Dataset items:
▬▬▬
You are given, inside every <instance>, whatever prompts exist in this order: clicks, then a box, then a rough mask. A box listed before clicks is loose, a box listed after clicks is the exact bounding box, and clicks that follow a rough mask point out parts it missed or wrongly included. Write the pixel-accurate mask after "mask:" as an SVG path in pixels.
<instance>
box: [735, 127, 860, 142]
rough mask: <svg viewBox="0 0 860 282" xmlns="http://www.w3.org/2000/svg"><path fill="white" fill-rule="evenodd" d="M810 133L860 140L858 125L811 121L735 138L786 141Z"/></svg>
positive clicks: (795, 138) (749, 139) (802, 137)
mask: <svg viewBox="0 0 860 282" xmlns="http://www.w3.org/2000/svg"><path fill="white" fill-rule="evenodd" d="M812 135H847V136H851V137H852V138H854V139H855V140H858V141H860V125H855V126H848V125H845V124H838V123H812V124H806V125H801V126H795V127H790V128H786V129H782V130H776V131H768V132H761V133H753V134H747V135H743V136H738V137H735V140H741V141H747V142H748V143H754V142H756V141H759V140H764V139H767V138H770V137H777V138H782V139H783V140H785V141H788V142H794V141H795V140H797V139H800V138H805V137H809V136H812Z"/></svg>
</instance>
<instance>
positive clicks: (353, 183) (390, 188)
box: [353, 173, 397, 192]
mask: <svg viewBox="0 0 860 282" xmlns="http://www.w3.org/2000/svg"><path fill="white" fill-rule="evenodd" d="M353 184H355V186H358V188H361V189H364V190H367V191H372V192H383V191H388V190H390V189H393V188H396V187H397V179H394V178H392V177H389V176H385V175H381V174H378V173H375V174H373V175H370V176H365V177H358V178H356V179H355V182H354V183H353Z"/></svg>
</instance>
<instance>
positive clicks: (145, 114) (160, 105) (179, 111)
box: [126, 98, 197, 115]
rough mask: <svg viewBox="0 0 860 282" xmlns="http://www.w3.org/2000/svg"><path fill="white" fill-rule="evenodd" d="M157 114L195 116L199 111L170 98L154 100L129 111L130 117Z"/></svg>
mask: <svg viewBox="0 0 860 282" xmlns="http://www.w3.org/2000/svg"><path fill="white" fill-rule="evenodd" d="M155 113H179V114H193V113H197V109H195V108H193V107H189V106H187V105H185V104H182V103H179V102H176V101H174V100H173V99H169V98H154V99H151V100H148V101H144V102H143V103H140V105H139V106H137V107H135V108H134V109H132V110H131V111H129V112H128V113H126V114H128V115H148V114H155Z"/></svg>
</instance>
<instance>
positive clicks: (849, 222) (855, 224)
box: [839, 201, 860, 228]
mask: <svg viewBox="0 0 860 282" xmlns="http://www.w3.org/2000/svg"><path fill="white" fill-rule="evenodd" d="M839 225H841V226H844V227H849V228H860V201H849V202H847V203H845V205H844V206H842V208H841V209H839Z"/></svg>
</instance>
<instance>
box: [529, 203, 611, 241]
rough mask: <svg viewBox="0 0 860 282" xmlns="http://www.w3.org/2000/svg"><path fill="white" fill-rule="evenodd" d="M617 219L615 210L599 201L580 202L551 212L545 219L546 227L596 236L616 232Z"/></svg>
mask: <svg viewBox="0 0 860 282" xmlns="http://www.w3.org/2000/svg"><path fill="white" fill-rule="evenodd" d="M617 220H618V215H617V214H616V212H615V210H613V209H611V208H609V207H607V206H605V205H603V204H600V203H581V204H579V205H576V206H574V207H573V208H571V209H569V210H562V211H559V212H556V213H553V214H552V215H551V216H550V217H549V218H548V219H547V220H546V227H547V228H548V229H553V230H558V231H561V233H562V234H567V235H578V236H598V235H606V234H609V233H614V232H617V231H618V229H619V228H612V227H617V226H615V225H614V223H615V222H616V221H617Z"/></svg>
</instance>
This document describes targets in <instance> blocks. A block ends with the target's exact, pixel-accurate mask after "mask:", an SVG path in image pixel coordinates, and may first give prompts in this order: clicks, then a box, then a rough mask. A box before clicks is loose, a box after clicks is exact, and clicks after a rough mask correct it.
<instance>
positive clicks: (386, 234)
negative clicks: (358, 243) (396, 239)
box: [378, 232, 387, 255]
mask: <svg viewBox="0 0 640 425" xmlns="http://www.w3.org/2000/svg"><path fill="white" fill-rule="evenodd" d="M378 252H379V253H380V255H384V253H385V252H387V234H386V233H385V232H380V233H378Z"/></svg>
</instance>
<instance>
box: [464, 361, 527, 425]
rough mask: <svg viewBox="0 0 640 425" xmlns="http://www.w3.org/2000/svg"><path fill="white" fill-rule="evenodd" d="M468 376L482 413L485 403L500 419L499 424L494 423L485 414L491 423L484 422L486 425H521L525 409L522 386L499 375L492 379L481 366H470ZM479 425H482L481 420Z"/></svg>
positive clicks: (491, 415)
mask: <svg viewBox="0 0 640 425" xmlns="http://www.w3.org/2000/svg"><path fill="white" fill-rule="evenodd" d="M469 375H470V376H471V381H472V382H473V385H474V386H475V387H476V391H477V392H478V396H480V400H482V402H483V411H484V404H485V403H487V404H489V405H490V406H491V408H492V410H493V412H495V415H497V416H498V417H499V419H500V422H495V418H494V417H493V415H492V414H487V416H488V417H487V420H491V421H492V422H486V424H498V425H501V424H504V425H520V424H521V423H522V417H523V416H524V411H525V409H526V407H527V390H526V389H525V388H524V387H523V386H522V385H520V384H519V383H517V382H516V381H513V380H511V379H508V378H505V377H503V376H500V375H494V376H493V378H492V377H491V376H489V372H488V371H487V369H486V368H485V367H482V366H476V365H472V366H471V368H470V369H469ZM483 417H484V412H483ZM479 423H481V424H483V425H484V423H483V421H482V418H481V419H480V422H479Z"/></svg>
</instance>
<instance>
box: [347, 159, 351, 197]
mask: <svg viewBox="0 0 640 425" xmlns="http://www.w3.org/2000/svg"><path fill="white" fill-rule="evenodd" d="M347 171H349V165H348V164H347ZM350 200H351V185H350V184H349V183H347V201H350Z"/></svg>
▬▬▬
Write out all of the records again, renaming every "rough mask" to "coarse mask" and leaving everything else unchanged.

Answer to this exercise:
You are given, inside every <instance>, whatever prompts exist in this order: clicks, then a box, then a coarse mask. A box listed before clicks is loose, a box listed after clicks is the exact bounding box, and clicks that follow a coarse mask point out parts it missed or wrongly included. Write the pixel-accurate mask after "mask:" as an SVG path in pixels.
<instance>
box: [735, 127, 860, 142]
coarse mask: <svg viewBox="0 0 860 282" xmlns="http://www.w3.org/2000/svg"><path fill="white" fill-rule="evenodd" d="M810 133L860 140L858 125L811 121L735 138L786 141Z"/></svg>
positive clicks: (795, 138) (749, 139) (802, 137)
mask: <svg viewBox="0 0 860 282" xmlns="http://www.w3.org/2000/svg"><path fill="white" fill-rule="evenodd" d="M812 135H847V136H851V137H852V138H854V139H855V140H858V141H860V125H855V126H848V125H845V124H838V123H812V124H806V125H801V126H795V127H790V128H786V129H782V130H776V131H768V132H761V133H753V134H747V135H743V136H738V137H735V140H741V141H747V142H748V143H754V142H756V141H759V140H764V139H767V138H770V137H777V138H782V139H783V140H785V141H788V142H794V141H795V140H797V139H800V138H805V137H809V136H812Z"/></svg>
</instance>
<instance>
positive clicks: (353, 183) (390, 188)
box: [353, 173, 397, 192]
mask: <svg viewBox="0 0 860 282" xmlns="http://www.w3.org/2000/svg"><path fill="white" fill-rule="evenodd" d="M353 184H355V186H358V188H361V189H364V190H367V191H372V192H383V191H388V190H390V189H393V188H396V187H397V179H394V178H392V177H389V176H385V175H381V174H378V173H375V174H373V175H370V176H365V177H358V178H356V179H355V182H354V183H353Z"/></svg>
</instance>
<instance>
positive clicks: (145, 114) (160, 105) (179, 111)
box: [126, 98, 197, 115]
coarse mask: <svg viewBox="0 0 860 282" xmlns="http://www.w3.org/2000/svg"><path fill="white" fill-rule="evenodd" d="M157 114L195 116L199 111L170 98L154 100L129 111L130 117Z"/></svg>
mask: <svg viewBox="0 0 860 282" xmlns="http://www.w3.org/2000/svg"><path fill="white" fill-rule="evenodd" d="M155 113H179V114H193V113H197V109H195V108H193V107H189V106H187V105H185V104H182V103H179V102H176V101H174V100H173V99H169V98H154V99H151V100H148V101H144V102H143V103H140V105H139V106H137V107H135V108H134V109H132V110H131V111H129V112H128V113H126V114H128V115H148V114H155Z"/></svg>
</instance>
<instance>
positive clicks: (849, 222) (855, 224)
box: [839, 201, 860, 228]
mask: <svg viewBox="0 0 860 282" xmlns="http://www.w3.org/2000/svg"><path fill="white" fill-rule="evenodd" d="M839 225H841V226H844V227H849V228H860V201H849V202H847V203H845V205H844V206H842V208H841V209H839Z"/></svg>
</instance>
<instance>
box: [529, 203, 611, 241]
coarse mask: <svg viewBox="0 0 860 282" xmlns="http://www.w3.org/2000/svg"><path fill="white" fill-rule="evenodd" d="M617 219L615 210L599 201L580 202L551 212L545 219L546 227L596 236L616 232Z"/></svg>
mask: <svg viewBox="0 0 860 282" xmlns="http://www.w3.org/2000/svg"><path fill="white" fill-rule="evenodd" d="M617 220H618V215H617V214H616V212H615V210H613V209H611V208H609V207H607V206H605V205H603V204H600V203H581V204H579V205H576V206H574V207H573V208H571V209H569V210H562V211H559V212H556V213H553V214H552V215H551V216H550V217H549V218H548V219H547V220H546V227H547V228H548V229H553V230H558V231H561V233H562V234H567V235H578V236H598V235H606V234H609V233H614V232H617V231H618V229H619V228H612V227H617V226H615V225H614V223H615V222H616V221H617Z"/></svg>
</instance>
This document describes targets in <instance> blocks. A block ends with the target's exact, pixel-accurate mask after "mask:", an SVG path in image pixel coordinates, and may first give prompts in this order: clicks, then a box, then a coarse mask. A box before clicks is loose, a box after clicks is exact, and clicks after a coarse mask correct it.
<instance>
positive clicks: (386, 234)
negative clicks: (358, 243) (396, 239)
box: [378, 232, 387, 255]
mask: <svg viewBox="0 0 640 425" xmlns="http://www.w3.org/2000/svg"><path fill="white" fill-rule="evenodd" d="M378 252H379V253H380V255H384V253H385V252H387V234H386V233H385V232H380V233H378Z"/></svg>
</instance>
<instance>
box: [464, 361, 527, 425]
coarse mask: <svg viewBox="0 0 640 425" xmlns="http://www.w3.org/2000/svg"><path fill="white" fill-rule="evenodd" d="M468 376L482 413L485 403L500 419L499 424L494 423L485 414L491 423L484 422L486 425H521L525 409L522 386L499 375L492 379L481 366H470ZM479 425H482L481 420Z"/></svg>
positive clicks: (491, 415)
mask: <svg viewBox="0 0 640 425" xmlns="http://www.w3.org/2000/svg"><path fill="white" fill-rule="evenodd" d="M469 375H470V376H471V381H472V382H473V385H474V386H475V387H476V391H477V392H478V396H480V400H482V402H483V411H484V404H485V403H487V404H489V405H490V406H491V408H492V410H493V412H495V415H497V416H498V417H499V419H500V422H495V418H494V417H493V415H492V414H487V416H488V417H487V420H491V421H492V422H486V424H498V425H501V424H504V425H520V424H521V423H522V417H523V416H524V411H525V409H526V407H527V390H526V389H525V388H524V387H523V386H522V385H520V384H519V383H517V382H516V381H513V380H511V379H508V378H505V377H503V376H500V375H494V376H493V378H492V377H491V376H489V372H488V371H487V369H486V368H485V367H482V366H476V365H472V366H471V368H470V369H469ZM483 417H484V412H483ZM479 423H481V424H483V425H484V423H483V421H482V418H481V419H480V422H479Z"/></svg>
</instance>
<instance>
box: [347, 159, 351, 197]
mask: <svg viewBox="0 0 640 425" xmlns="http://www.w3.org/2000/svg"><path fill="white" fill-rule="evenodd" d="M347 171H349V165H348V164H347ZM350 200H351V185H350V184H349V183H347V201H350Z"/></svg>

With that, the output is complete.